= TAREAS DEL EJERCICIO =
- a) Por favor, indica si cada afirmación concuerda con el fragmento de texto, respondiendo sí o no y citando las palabras decisivas: (i) la sesión se realiza en Envigado; (ii) la entrada a la sesión tiene un costo; (iii) la sesión empieza a las 2:30 p. m.
- b) Según la cita de Beatriz Restrepo G. en el fragmento de texto, ¿por qué esta ciudad nunca llegaría a ser una verdadera ciudad? Explícalo en una a tres oraciones.

¿Cómo
entender a la humanidad del
Siglo XXI?
Sus
preguntas, sus desafíos.
Ciencia y Humanismo: ¿Conceptos en desuso este Siglo?
Gabriel Jaime Gómez Carder
5 de Octubre de 2019
Sesión
en homenaje a la filosofa:
Beatriz
Restrepo Gallego
“Esta ciudad si se
sigue reduciendo a la convivencia, si se sigue reduciendo a la tolerancia,
nunca vamos a construir una verdadera ciudad, se va a convertir, como de hecho
se ha convertido en muchos sectores, nichos de aislamiento, nichos de
individualismo, donde cada cual trata de salir adelante con sus intereses
particulares, donde nadie va a asumir la tarea de construir ciudadanía con
otros distintos de mi…..”
Beatriz Restrepo G.
Sofos Febrero 2010
El Grupo Sofos tiene el gusto de invitarlo
a
conversar sobre
Ciencia y Humanismo: ¿Conceptos en desuso este
Siglo?
El tema de la siguiente sesión de nuestro ciclo Sofos 2019 estará a cargo de Gabriel Jaime Gómez Carder.
* * *
Entrada libre
Lugar: Casa
Museo Otraparte / Carrera 43A n.º 27A Sur - 11 / Envigado
Fecha: Octubre
5 de 2019
Hora: 2:30 p. m.

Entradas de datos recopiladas

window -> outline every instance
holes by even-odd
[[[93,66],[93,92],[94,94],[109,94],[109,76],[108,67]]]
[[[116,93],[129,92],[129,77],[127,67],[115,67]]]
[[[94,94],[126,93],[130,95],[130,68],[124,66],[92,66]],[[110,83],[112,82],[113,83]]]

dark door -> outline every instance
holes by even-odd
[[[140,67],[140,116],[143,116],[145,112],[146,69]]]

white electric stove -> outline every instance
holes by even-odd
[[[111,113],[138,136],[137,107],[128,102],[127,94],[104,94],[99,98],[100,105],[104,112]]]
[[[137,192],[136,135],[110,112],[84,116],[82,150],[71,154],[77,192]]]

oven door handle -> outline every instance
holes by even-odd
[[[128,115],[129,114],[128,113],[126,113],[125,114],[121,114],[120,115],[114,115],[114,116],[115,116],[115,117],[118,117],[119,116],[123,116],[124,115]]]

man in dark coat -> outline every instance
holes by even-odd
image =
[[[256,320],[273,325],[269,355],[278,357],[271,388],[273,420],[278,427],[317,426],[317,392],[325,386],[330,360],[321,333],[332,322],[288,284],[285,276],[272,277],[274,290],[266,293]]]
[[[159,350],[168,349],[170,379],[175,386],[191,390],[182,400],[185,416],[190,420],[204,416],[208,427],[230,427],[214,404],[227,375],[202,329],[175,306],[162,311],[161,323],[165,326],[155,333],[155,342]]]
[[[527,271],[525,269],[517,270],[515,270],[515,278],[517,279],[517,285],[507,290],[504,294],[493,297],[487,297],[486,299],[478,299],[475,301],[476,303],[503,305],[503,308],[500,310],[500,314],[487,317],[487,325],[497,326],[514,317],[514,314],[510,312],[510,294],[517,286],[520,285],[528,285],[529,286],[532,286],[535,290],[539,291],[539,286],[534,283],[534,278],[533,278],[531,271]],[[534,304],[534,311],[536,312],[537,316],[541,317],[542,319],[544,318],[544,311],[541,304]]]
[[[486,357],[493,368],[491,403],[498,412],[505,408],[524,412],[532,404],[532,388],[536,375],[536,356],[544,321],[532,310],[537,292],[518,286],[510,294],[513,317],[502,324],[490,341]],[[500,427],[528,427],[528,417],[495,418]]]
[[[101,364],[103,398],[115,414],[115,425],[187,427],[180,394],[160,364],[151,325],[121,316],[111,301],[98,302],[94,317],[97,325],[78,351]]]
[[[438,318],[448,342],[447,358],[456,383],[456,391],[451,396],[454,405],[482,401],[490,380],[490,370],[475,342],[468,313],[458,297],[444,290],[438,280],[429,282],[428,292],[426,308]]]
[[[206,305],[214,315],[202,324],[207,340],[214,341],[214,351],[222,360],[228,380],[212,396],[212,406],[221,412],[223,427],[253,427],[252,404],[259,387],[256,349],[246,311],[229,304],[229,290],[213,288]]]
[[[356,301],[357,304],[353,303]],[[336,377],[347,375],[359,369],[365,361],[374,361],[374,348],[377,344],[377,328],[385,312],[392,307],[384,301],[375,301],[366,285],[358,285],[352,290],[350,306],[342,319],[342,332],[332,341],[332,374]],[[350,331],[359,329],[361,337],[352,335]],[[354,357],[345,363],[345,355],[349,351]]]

...

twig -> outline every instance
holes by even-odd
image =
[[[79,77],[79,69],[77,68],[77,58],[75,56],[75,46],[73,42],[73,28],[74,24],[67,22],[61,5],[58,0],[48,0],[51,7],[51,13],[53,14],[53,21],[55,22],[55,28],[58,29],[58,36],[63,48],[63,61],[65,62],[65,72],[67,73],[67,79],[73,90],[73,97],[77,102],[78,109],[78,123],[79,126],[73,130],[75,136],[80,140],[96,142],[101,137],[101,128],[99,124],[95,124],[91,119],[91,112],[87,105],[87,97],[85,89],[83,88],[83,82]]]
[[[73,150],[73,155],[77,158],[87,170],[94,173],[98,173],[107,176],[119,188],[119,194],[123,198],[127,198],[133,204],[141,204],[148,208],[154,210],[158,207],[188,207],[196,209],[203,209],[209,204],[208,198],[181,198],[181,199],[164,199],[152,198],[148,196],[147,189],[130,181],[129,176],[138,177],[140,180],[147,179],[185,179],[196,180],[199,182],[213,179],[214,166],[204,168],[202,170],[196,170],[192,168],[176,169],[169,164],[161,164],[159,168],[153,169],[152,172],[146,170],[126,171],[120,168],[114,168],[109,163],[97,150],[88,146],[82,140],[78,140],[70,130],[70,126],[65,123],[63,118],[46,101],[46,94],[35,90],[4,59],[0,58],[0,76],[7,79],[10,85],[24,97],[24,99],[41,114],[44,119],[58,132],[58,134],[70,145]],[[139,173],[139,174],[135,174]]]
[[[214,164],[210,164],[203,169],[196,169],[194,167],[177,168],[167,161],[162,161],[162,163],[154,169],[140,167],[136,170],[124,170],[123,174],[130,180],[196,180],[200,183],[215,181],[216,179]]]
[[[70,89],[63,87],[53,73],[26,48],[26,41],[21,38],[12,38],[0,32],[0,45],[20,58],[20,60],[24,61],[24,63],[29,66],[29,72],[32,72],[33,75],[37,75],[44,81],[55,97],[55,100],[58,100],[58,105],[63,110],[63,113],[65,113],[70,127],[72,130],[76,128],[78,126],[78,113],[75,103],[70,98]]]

--

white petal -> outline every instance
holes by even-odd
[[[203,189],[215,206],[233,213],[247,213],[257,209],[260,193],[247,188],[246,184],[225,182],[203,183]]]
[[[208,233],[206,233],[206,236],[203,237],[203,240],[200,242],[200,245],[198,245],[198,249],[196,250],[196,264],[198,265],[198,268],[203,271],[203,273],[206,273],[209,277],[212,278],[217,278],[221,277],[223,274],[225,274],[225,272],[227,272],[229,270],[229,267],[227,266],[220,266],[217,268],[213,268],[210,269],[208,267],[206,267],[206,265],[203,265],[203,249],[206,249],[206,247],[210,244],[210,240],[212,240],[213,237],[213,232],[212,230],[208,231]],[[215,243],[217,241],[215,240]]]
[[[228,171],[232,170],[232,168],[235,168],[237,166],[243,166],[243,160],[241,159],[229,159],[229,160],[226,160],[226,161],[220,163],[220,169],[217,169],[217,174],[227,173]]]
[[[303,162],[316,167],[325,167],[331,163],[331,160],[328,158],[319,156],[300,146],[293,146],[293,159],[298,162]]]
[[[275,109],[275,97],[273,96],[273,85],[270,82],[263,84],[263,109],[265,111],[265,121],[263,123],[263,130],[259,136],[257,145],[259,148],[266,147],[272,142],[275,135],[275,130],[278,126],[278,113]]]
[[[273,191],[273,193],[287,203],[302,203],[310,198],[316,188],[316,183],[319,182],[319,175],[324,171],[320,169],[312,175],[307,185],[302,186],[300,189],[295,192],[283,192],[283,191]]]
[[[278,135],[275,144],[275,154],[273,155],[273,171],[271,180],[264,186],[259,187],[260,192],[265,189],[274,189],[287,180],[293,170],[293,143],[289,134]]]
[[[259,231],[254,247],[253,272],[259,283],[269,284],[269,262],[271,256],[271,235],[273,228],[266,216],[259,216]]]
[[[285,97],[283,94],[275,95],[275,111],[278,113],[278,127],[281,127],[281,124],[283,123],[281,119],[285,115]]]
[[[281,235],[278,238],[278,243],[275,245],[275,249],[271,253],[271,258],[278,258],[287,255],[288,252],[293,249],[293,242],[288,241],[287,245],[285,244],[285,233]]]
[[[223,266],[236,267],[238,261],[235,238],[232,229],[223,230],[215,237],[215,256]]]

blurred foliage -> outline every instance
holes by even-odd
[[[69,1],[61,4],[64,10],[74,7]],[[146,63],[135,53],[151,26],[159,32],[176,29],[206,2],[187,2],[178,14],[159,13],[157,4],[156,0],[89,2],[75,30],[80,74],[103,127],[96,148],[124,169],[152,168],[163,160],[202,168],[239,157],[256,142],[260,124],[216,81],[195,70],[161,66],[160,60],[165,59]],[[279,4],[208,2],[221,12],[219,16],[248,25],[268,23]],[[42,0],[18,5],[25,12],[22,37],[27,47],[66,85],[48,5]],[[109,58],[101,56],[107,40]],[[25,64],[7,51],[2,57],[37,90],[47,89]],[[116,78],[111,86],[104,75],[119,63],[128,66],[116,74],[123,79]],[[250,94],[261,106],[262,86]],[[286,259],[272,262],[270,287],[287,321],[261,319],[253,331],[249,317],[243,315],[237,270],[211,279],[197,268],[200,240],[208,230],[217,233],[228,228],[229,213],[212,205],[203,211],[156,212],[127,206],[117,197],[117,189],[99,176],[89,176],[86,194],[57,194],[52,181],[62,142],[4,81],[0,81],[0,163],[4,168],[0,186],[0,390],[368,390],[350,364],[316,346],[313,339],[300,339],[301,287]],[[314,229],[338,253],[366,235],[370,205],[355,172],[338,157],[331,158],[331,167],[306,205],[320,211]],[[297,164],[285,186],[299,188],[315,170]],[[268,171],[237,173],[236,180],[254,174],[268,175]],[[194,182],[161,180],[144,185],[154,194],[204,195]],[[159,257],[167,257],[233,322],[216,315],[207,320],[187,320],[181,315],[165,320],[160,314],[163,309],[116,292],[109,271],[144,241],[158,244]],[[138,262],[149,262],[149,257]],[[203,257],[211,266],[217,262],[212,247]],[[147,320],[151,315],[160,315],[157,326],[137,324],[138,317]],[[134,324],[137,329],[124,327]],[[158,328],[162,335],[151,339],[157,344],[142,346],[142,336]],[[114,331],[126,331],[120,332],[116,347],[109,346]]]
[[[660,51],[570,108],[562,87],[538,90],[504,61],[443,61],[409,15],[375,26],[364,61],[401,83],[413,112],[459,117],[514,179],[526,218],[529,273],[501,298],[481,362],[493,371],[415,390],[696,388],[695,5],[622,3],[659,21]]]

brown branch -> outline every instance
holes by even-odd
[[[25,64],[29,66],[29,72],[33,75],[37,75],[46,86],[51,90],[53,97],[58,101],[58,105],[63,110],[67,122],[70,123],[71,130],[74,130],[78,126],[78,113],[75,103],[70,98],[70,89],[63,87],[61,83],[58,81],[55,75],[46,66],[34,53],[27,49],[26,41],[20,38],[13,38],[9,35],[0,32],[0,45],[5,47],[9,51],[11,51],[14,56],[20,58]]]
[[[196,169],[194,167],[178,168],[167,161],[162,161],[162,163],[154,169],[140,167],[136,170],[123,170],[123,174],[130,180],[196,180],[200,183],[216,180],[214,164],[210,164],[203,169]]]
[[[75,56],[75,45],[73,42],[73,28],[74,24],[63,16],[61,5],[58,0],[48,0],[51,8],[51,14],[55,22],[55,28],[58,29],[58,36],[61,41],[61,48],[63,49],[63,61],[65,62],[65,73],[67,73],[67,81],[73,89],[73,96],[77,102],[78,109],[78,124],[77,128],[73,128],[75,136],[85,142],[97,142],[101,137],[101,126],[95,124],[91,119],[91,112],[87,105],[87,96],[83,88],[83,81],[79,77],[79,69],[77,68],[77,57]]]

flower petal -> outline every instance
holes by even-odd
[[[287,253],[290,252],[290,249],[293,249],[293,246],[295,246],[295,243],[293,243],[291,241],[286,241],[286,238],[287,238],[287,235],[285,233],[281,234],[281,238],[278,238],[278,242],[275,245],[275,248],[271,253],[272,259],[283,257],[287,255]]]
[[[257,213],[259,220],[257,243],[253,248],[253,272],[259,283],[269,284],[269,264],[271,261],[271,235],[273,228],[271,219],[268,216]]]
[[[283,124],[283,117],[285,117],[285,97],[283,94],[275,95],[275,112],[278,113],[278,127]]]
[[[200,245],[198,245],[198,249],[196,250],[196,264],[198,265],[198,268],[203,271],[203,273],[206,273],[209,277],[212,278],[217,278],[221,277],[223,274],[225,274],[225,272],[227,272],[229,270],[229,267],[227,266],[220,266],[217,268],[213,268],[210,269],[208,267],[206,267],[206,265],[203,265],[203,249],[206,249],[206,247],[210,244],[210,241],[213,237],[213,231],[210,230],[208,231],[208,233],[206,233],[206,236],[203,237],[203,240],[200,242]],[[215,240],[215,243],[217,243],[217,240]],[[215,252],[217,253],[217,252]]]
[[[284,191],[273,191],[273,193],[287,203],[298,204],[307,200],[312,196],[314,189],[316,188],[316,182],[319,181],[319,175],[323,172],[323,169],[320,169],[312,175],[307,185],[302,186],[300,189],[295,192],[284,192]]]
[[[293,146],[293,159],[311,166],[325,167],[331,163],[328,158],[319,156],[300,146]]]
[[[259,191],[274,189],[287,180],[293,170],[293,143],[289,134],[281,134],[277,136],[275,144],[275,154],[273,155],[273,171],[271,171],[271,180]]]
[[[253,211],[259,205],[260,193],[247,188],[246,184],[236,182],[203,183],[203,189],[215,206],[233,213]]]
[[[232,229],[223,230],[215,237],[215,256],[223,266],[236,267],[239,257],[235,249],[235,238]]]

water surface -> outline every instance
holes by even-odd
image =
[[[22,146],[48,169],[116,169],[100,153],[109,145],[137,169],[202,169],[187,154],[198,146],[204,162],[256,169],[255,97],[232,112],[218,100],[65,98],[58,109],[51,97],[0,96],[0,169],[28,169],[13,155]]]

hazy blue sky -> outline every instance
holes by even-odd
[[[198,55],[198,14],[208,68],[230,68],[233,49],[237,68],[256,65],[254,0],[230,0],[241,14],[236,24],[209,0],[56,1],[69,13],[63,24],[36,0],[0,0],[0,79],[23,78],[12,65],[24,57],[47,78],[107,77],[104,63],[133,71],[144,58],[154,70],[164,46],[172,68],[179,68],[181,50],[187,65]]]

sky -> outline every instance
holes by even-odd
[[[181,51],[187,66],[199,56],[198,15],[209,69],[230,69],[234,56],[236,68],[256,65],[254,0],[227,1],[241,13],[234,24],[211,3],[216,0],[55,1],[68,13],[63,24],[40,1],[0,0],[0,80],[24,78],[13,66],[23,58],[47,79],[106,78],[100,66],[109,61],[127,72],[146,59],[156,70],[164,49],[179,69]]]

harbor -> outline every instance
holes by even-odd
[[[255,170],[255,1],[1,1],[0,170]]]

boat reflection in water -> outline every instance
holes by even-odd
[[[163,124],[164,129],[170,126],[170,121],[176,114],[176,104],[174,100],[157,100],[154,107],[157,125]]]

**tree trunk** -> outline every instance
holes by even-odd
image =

= RESPUESTAS =
- a)
(i) Sí: "Museo Otraparte / Carrera 43A n.º 27A Sur - 11 / Envigado".
(ii) No: "Entrada libre".
(iii) Sí: "Hora: 2:30 p. m."

- b) Porque se sigue reduciendo a la convivencia y a la tolerancia. Así se convertiría en nichos de aislamiento y de individualismo, donde cada cual trata de salir adelante con sus intereses particulares y nadie asume la tarea de construir ciudadanía con otros distintos.